### Exercise description
Rewrite every line of the records below as one numbered list, leaving out any blank lines.

Coordinate annotation entries:
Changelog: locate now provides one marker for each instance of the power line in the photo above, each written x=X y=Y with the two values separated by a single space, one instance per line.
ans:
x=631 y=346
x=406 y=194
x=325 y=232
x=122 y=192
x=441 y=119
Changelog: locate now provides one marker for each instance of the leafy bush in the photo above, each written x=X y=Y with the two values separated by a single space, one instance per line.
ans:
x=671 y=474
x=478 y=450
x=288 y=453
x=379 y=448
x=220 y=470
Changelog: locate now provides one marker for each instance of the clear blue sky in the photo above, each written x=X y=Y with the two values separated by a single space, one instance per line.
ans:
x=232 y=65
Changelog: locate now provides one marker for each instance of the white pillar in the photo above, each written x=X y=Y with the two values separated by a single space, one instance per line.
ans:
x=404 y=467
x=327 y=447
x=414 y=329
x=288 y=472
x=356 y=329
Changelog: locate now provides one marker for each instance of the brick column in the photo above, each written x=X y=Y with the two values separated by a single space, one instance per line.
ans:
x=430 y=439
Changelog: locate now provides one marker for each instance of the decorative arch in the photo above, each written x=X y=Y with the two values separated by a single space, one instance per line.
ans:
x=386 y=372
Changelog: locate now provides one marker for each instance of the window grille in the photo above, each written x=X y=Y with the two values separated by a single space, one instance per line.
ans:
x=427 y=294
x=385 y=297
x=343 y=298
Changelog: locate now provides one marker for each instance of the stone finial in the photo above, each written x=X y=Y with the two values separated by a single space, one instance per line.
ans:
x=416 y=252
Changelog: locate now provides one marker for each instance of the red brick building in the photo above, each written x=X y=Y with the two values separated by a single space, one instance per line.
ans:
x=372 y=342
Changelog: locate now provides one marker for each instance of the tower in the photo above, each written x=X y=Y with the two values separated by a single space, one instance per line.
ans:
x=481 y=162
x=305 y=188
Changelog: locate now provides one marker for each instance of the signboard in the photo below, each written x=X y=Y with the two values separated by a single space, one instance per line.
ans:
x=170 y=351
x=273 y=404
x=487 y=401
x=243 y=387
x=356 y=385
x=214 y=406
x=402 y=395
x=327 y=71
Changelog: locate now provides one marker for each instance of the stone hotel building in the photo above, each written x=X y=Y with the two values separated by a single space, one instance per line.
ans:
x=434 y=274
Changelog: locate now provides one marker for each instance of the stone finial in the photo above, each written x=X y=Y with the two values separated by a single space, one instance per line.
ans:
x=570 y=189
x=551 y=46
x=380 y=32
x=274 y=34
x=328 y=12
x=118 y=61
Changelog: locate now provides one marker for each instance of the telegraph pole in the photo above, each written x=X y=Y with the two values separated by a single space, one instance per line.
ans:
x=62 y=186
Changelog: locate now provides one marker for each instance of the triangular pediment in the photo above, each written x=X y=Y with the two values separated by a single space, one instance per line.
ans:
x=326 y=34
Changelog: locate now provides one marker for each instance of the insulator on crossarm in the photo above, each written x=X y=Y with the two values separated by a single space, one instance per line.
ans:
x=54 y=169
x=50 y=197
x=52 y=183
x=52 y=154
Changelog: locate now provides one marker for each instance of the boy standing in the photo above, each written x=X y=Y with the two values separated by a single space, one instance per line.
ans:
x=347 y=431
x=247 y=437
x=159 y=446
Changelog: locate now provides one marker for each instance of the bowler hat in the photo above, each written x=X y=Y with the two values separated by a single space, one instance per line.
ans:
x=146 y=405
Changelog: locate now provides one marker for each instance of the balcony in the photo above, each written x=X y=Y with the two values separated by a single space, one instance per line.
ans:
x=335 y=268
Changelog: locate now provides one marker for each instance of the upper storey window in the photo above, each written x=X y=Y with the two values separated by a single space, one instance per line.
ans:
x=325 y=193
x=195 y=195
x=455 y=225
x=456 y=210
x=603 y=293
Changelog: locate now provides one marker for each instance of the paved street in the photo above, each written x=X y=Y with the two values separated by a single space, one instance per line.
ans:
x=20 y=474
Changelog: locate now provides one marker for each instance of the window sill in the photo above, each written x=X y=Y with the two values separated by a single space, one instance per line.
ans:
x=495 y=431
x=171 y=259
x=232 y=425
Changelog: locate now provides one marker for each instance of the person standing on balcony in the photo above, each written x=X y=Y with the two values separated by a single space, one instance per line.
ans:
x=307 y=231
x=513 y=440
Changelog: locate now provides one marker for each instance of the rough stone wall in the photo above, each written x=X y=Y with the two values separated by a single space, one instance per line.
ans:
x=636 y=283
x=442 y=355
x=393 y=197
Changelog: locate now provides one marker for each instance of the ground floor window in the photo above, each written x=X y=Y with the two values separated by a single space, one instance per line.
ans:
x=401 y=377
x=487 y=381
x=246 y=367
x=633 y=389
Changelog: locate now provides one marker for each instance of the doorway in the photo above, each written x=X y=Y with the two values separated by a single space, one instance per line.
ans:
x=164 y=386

### Task answer
1. Changelog: locate now provides one marker for each instance of the power line in the photo above, each written x=X y=Y with the two values separated by a single space, one instance per line.
2. ans:
3. x=631 y=346
4. x=406 y=194
5. x=325 y=232
6. x=122 y=192
7. x=441 y=119
8. Changelog: locate now provides one marker for each instance of the leafy bush in the photo above, each written x=X y=Y with the two values separated by a single space, one instance per line.
9. ans:
10. x=671 y=474
11. x=478 y=450
12. x=288 y=453
13. x=379 y=448
14. x=220 y=470
15. Changelog: locate now provides one marker for each instance of the clear blue sky in the photo above, each written x=X y=Y with the two values separated by a single space, one instance per line.
16. ans:
17. x=232 y=65
18. Changelog: locate now provides one marker for each instance of the white pillar in the photo above, each written x=X y=Y with the two values separated by a single space, one instance per line.
19. ans:
20. x=404 y=467
21. x=327 y=447
22. x=414 y=329
23. x=288 y=472
24. x=356 y=329
25. Changelog: locate now provides one marker for each instance of the brick column in the photo above, each written x=X y=Y with the two values separated by a single space, one instance per line.
26. ans:
27. x=430 y=439
28. Changelog: locate now provides one marker for each instance of the decorative arch in the photo above, each written x=X y=Y with the two values separated by a single space, one instance per line.
29. ans:
30. x=386 y=372
31. Changelog: locate now provides one marker for each instance of the window grille in the photo above, each written x=X y=Y with the two values separated by a single space, one instance per line.
32. ans:
33. x=427 y=294
34. x=385 y=297
35. x=343 y=298
36. Changelog: locate now provides one marker for each instance of the stone finial in the photo above, each written x=X y=Y with the two values separated by a single space, one instance per line.
37. ans:
38. x=416 y=252
39. Changelog: locate now provides one marker for each instance of the red brick building in the photo above, each written x=X y=Y with the two values separated by a single space, one instance per line.
40. ans:
41. x=372 y=342
42. Changelog: locate now provides one marker for each instance of the tower in the photo above, each written x=X y=Y with the two values separated by a single space, one instance per line.
43. ans:
44. x=481 y=162
45. x=305 y=188
46. Changelog: locate now provides one marker for each instance of the signboard in the photo below, each written x=X y=Y with the two values separated by a single space, one instance per line.
47. ans:
48. x=170 y=351
49. x=273 y=404
50. x=487 y=401
51. x=243 y=387
52. x=356 y=385
53. x=214 y=406
54. x=402 y=395
55. x=327 y=71
56. Changelog: locate now provides one marker for each instance of the stone hotel building in the photo above, each written x=X y=Y with the two values separated by a single space, one instance per line.
57. ans:
58. x=434 y=274
59. Changelog: locate now provides one marker for each instance of the stone finial in the photo above, each written x=X y=Y with the two values separated by a single space, one instance per line.
60. ans:
61. x=570 y=189
62. x=551 y=46
63. x=380 y=32
64. x=274 y=34
65. x=328 y=12
66. x=118 y=61
67. Changelog: locate now provides one marker for each instance of the telegraph pole in the photo above, each written x=X y=Y with the two values separated by a single space, one instance per line.
68. ans:
69. x=62 y=186
70. Changelog: locate now provides one marker for each instance of the triangular pediment in the photo above, each written x=X y=Y with the two values separated by a single space, one instance per line.
71. ans:
72. x=326 y=34
73. Changelog: locate now provides one marker for each instance of the insulator on crossarm in the photo above, each written x=X y=Y with the two values separated by a single space, one instance per line.
74. ans:
75. x=54 y=169
76. x=50 y=197
77. x=52 y=183
78. x=52 y=154
79. Changelog: locate now provides one marker for each instance of the boy standing in the photo above, each written x=X y=Y with the two values separated by a single space, one instance per line.
80. ans:
81. x=347 y=431
82. x=247 y=437
83. x=159 y=446
84. Changelog: locate now provides one marker for each instance of the bowler hat in the photo above, each written x=X y=Y with the two values separated by a single space, one instance per line.
85. ans:
86. x=146 y=405
87. Changelog: locate now provides one marker for each instance of the balcony in the photo above, each written x=X y=Y with the two values separated by a single space, one instance per line.
88. ans:
89. x=335 y=268
90. Changelog: locate now provides one marker for each instance of the upper storey window in the photo above, each written x=X y=Y with the two values separated by a single space, one instance per line.
91. ans:
92. x=325 y=193
93. x=195 y=195
94. x=455 y=225
95. x=456 y=210
96. x=603 y=293
97. Changelog: locate now provides one marker for each instance of the paved street in the photo above, each written x=X y=Y with the two values separated by a single space, one instance per line.
98. ans:
99. x=20 y=474
100. Changelog: locate now provides one marker for each instance of the window sill in the photo above, each written x=X y=Y with the two values separated by a single space, one instance per line.
101. ans:
102. x=495 y=431
103. x=171 y=259
104. x=232 y=425
105. Changelog: locate now provides one marker for each instance of the person standing on balcony in the photo above, each written x=X y=Y with the two values separated by a single space, one instance per line.
106. ans:
107. x=307 y=231
108. x=513 y=440
109. Changelog: locate now provides one marker for each instance of the rough stone wall in the photo above, each written x=X y=Y with the two values separated by a single space, one instance per line.
110. ans:
111. x=636 y=283
112. x=442 y=355
113. x=393 y=197
114. Changelog: locate now provides one marker for each instance of the ground floor window in the photo above, each written x=X y=Y with the two values separated by a single space, one instance per line.
115. ans:
116. x=401 y=377
117. x=487 y=381
118. x=246 y=367
119. x=633 y=389
120. Changelog: locate now provides one marker for each instance of the doorway in the photo above, each written x=X y=Y with the two values separated by a single space, one instance per line.
121. ans:
122. x=164 y=386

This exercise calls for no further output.